With pictures left out, output exactly the lines of the listing below from the line that has "Target: black background" to the line that has "Where can the brown dirt", both lines kept.
━━ MATERIAL PROVIDED ━━
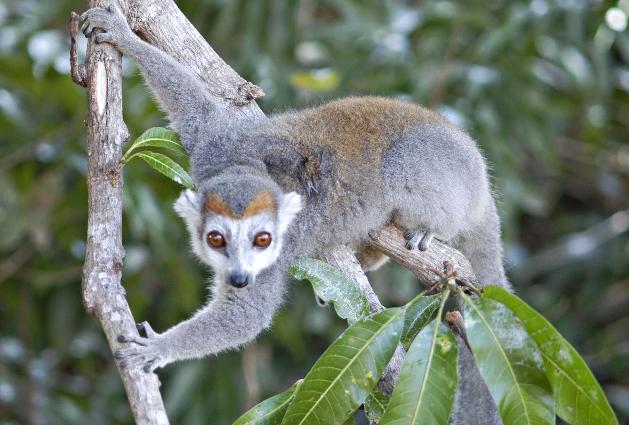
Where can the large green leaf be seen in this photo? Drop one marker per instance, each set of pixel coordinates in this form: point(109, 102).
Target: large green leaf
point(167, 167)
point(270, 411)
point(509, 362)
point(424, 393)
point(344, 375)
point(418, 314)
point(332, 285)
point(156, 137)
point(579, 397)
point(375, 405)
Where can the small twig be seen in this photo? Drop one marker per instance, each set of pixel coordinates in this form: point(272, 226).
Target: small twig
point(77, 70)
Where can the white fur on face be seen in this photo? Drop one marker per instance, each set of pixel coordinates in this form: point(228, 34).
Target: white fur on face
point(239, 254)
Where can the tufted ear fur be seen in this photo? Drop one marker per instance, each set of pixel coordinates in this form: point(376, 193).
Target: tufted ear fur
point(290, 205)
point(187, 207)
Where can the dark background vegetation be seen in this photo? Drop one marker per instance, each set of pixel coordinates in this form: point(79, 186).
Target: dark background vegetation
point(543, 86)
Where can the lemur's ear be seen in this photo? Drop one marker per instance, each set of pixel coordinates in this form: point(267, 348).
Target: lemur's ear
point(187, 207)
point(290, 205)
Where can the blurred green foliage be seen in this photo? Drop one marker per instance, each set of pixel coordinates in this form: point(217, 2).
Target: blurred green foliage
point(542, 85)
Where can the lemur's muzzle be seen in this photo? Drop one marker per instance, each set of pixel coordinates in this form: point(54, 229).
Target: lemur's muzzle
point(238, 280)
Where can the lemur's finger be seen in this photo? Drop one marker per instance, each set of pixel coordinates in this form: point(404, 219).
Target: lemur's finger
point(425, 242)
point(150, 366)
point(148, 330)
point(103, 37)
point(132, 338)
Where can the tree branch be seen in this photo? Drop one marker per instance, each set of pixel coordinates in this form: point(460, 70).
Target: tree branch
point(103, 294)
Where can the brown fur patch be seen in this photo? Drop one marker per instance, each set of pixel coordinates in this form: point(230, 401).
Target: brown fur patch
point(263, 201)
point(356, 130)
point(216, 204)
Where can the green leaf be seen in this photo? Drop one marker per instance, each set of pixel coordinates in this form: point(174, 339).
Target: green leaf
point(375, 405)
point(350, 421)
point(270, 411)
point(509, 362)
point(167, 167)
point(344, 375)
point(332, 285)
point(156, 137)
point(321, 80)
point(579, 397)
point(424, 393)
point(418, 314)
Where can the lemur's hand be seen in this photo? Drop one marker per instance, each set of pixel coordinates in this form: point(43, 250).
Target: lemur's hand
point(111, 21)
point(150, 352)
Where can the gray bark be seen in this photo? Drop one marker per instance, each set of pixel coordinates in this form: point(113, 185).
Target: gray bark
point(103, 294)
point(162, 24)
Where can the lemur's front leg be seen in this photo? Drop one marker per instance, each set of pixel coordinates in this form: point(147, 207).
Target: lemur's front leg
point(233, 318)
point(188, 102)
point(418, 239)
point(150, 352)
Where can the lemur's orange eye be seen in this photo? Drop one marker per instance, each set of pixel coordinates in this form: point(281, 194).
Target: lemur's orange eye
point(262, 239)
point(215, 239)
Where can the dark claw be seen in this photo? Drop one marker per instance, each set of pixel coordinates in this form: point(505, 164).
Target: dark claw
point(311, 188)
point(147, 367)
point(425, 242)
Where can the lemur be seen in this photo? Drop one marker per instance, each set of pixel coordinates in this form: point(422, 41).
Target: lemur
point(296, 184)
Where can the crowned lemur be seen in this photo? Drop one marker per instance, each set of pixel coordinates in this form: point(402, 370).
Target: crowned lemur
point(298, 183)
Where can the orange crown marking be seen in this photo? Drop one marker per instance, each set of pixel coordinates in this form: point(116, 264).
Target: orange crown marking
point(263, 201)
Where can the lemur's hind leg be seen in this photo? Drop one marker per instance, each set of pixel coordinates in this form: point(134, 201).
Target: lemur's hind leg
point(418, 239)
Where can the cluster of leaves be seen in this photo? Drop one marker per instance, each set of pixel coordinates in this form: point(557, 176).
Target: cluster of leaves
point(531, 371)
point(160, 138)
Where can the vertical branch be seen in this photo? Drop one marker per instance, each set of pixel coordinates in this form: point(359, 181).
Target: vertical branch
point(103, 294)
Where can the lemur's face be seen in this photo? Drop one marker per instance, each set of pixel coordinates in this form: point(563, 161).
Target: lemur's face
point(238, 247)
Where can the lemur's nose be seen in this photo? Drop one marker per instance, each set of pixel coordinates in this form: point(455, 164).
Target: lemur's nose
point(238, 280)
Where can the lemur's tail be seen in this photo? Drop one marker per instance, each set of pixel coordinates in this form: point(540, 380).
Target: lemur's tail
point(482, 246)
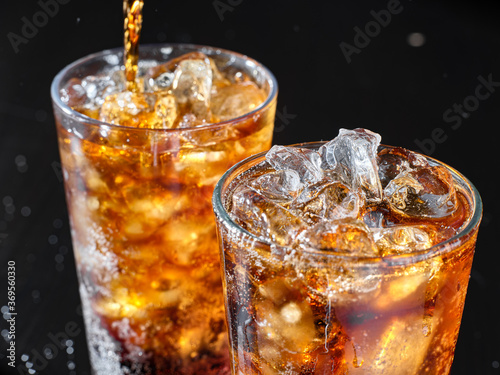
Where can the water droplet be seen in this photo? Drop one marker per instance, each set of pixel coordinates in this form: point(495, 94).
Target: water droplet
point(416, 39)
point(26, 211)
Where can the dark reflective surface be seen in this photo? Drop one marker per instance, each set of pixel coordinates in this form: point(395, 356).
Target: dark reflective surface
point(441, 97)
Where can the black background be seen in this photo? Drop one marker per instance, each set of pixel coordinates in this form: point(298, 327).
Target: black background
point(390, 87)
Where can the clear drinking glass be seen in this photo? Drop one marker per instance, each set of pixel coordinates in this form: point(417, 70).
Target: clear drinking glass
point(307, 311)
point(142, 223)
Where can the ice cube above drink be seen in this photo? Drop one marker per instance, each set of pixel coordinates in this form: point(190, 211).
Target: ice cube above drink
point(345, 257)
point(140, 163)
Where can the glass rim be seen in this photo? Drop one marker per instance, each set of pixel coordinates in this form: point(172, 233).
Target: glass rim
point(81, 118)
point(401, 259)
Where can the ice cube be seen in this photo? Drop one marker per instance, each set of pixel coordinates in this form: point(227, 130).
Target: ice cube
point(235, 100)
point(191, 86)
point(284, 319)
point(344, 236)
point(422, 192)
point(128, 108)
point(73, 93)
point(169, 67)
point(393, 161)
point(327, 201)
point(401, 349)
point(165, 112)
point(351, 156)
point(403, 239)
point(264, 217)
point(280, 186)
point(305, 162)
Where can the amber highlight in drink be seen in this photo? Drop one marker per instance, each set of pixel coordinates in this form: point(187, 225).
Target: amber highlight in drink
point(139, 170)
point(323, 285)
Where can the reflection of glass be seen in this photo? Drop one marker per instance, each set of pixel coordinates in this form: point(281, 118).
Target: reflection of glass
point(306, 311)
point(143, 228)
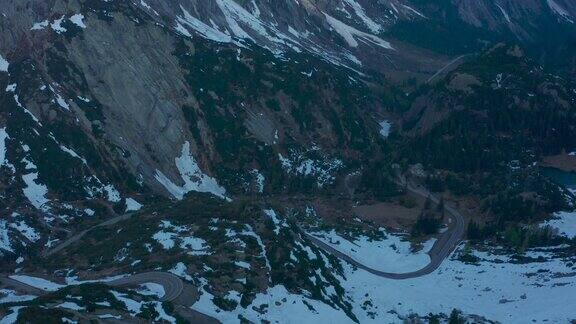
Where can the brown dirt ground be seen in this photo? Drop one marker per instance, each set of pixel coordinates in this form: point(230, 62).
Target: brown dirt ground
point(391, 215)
━━━
━━ MATERIAL PROVIDED ━━
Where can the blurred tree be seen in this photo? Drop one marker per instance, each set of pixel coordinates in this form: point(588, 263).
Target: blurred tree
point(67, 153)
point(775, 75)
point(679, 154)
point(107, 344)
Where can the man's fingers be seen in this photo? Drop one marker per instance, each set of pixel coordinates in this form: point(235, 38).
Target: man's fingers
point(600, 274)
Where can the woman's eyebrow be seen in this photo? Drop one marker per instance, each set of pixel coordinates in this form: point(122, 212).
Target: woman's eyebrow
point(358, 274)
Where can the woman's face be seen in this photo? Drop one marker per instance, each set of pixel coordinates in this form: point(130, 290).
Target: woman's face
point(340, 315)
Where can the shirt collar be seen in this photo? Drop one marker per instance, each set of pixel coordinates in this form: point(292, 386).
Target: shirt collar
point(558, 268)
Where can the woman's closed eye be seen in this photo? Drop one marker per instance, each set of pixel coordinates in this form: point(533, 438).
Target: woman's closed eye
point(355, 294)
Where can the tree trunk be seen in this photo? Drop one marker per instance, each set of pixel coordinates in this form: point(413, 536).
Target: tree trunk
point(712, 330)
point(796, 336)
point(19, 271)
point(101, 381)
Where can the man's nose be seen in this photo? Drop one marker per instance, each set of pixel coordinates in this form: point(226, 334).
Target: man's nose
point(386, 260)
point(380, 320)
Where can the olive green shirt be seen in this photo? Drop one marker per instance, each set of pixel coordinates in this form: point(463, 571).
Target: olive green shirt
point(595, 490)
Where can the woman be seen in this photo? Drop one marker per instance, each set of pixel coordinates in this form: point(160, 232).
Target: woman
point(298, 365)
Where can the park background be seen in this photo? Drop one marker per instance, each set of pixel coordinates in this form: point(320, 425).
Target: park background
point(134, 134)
━━━
━━ MATERIAL PROVIDED ━━
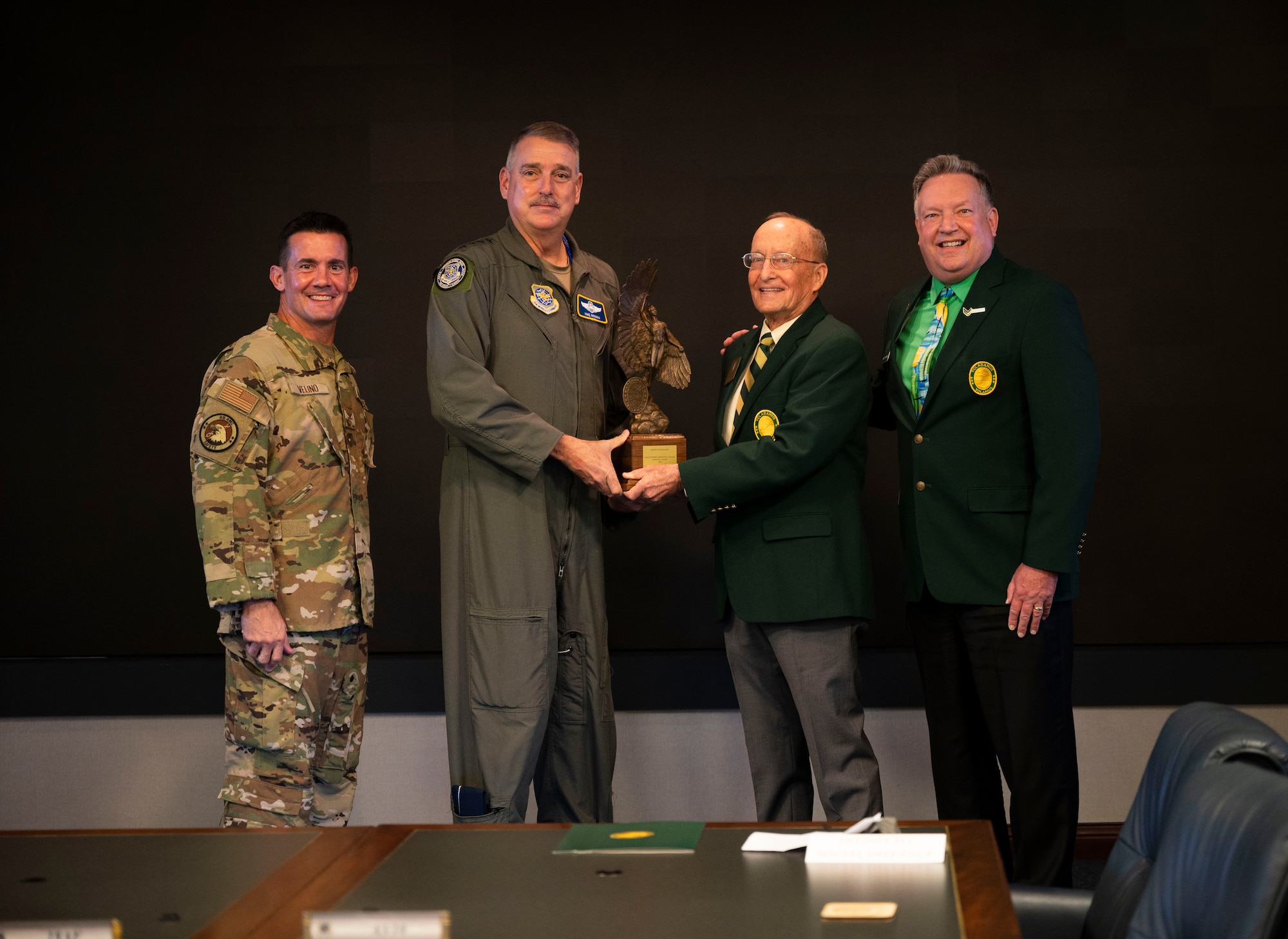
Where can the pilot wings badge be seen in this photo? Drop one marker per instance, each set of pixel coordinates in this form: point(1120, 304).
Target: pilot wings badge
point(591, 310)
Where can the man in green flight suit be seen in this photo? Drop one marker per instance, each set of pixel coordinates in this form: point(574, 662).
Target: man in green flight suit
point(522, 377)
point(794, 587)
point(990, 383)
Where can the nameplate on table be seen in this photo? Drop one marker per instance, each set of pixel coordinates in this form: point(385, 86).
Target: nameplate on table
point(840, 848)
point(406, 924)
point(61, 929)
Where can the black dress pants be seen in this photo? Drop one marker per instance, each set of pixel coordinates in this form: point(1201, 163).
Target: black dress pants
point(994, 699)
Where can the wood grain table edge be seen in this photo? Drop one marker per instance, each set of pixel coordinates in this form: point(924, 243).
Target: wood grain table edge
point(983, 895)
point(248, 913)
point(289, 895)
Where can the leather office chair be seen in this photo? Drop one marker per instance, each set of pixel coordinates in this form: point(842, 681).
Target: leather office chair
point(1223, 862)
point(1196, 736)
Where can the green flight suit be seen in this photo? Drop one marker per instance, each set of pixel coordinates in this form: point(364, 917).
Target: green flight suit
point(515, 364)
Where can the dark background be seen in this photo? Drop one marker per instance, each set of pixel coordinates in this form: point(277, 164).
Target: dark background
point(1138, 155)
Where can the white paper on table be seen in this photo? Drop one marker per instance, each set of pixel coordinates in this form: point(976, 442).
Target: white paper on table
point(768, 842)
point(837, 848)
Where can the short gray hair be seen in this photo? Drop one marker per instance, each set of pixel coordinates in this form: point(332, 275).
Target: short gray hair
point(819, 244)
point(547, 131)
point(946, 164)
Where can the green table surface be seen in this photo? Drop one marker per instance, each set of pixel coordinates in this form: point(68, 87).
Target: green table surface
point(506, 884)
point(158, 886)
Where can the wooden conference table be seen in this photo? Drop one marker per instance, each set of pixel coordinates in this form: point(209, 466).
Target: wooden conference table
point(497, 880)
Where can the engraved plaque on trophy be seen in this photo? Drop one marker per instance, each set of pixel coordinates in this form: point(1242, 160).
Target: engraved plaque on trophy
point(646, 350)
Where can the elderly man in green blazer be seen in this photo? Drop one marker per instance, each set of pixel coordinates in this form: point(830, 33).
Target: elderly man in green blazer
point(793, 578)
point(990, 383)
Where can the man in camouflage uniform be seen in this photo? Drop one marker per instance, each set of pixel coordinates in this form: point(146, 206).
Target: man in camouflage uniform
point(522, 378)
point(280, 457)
━━━
**SOLUTION TO THE EXERCISE**.
Target: black background
point(390, 87)
Where can the clear drinking glass be seen in this photo? Drop one marker per instance, each set of pixel coordinates in this form: point(417, 70).
Target: clear drinking glass
point(307, 311)
point(142, 223)
Where can the ice cube above drink be seen in this photo? Drop one marker per instance, each set of pixel coordinates in this form: point(190, 211).
Target: ice cube above drink
point(345, 257)
point(140, 163)
Where can the glass rim be seen in this photo? Drop one marker per instance, each set of pixel coordinates in this form: point(172, 233).
Target: glass rim
point(81, 118)
point(401, 259)
Where can the ice cube be seen in this photo? Drop one marker per instance, each set of pixel coordinates in this form: point(227, 130).
Target: ice cube
point(235, 100)
point(191, 86)
point(284, 319)
point(344, 236)
point(422, 192)
point(128, 108)
point(73, 93)
point(169, 67)
point(393, 161)
point(327, 201)
point(401, 349)
point(165, 112)
point(351, 156)
point(403, 239)
point(264, 217)
point(280, 186)
point(305, 162)
Where can the amber highlight in drink be seen in this photo? Drop one marker per instance, each set of pixel coordinates in this form: point(187, 225).
Target: amber highlight in drink
point(139, 170)
point(323, 285)
Where can the reflection of glass be seen in this photo? Drop one marker per instance, each set of pixel coordinates in this form: point(281, 118).
Target: reflection of glass
point(306, 311)
point(143, 228)
Where can the brown dirt ground be seen in this photo? Drop one marker per instance, each set of pixel coordinates in this form: point(230, 62).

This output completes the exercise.